Passage provided
::::

第242章 CHAPTER XXXII(6)

If you ask a zealous member of the Zemstvo why it has not done more he will probably tell you that it is because its activity has been constantly restricted and counteracted by the Government. The Assemblies were obliged to accept as presidents the Marshals of Noblesse, many of whom were men of antiquated ideas and retrograde principles. At every turn the more enlightened, more active members found themselves opposed, thwarted, and finally checkmated by the Imperial officials. When a laudable attempt was made to tax trade and industry more equitably the scheme was vetoed, and consequently the mercantile class, sure of being always taxed at a ridiculously low maximum, have lost all interest in the proceedings. Even with regard to the rating of landed and house property a low limit is imposed by the Government, because it is afraid that if the rates were raised much it would not be able to collect the heavy Imperial taxation. The uncontrolled publicity which was at first enjoyed by the Assemblies was afterwards curtailed by the bureaucracy. Under such restrictions all free, vigorous action became impossible, and the institutions failed to effect what was reasonably anticipated.

::::

Supplied material
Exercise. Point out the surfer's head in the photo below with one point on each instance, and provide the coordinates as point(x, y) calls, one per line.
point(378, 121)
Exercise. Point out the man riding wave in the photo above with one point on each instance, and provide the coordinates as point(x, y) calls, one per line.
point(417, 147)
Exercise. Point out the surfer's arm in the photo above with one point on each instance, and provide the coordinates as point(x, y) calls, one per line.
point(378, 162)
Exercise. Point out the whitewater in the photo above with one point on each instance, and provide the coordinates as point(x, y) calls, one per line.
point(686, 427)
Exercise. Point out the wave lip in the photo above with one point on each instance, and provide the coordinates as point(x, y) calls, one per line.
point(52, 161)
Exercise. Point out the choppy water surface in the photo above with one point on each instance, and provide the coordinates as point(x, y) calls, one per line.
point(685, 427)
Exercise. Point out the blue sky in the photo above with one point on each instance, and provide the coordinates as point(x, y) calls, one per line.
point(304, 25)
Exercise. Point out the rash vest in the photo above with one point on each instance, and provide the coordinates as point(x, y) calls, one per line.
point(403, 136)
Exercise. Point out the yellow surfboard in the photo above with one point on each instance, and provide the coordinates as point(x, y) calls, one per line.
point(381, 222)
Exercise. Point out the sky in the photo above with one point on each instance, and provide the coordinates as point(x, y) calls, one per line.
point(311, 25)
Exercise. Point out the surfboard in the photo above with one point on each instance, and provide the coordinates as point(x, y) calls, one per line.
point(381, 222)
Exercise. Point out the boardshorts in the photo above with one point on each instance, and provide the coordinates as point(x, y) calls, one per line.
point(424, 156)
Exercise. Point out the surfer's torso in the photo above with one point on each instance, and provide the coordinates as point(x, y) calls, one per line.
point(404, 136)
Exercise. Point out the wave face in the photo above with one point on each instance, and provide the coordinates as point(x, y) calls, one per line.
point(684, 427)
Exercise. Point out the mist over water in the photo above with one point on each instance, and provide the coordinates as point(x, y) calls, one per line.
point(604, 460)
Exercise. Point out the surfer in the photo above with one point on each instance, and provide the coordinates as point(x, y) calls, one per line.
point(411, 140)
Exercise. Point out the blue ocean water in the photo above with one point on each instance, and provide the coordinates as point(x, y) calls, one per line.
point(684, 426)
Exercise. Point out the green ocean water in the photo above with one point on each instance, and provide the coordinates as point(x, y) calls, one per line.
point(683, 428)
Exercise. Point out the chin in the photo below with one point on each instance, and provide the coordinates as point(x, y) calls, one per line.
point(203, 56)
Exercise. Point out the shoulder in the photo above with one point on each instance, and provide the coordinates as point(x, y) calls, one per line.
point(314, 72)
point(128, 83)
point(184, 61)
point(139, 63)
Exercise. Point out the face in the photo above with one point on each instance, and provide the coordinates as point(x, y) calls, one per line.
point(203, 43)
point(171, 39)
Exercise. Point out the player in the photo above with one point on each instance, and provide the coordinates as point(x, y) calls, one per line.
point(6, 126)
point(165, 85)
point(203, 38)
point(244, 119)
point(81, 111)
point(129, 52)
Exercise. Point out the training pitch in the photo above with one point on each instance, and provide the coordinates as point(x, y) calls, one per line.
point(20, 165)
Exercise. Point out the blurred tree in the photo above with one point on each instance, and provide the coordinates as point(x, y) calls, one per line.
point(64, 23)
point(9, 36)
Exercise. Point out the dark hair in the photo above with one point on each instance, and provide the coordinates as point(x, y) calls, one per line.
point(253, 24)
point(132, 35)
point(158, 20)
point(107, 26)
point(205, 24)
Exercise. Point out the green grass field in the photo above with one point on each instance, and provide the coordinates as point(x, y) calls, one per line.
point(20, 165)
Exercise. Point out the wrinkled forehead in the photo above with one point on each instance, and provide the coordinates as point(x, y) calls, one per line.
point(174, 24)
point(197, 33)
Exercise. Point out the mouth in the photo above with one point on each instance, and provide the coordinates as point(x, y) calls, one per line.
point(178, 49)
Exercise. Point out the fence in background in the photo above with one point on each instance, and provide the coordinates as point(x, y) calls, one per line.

::::

Questions on the material
- a) Summarize the passage on the Zemstvo in two sentences.
- b) Write a continuation of the passage on the Zemstvo, beginning right after its final sentence.
The lines play no part in what is asked here.

Results for each task
- a) A zealous Zemstvo member would probably say it has not done more because the Government constantly restricted it: the Assemblies had to accept Marshals of Noblesse as presidents, and Imperial officials thwarted the more active members at every turn. With fairer taxation of trade vetoed, rates on landed and house property capped, and publicity curtailed, free and vigorous action became impossible, and the institutions fell short of what was reasonably anticipated.

- b)
All this is true in a certain sense, but it is not the whole truth.

If we examine some of the definite charges brought against the institution we shall understand better its real character.

The most common complaint made against it is that it has enormously increased the rates. On that point there is no possibility of dispute. At first its expenditure in the thirty-four provinces in which it existed was under six millions of roubles; in two years (1868) it had jumped up to fifteen millions; in 1875 it was nearly twenty-eight millions, in 1885 over forty-three millions, and at the end of the century it had attained the respectable figure of 95,800,000 roubles. As each province had the right of taxing itself, the increase varied greatly in different provinces. In Smolensk, for example, it was only about thirty per cent., whilst in Samara it was 436, and in Viatka, where the peasant element predominates, no less than 1,262 per cent.! In order to meet this increase, the rates on land rose from under ten millions in 1868 to over forty-seven millions in 1900. No wonder that the landowners who find it difficult to work their estates at a profit should complain!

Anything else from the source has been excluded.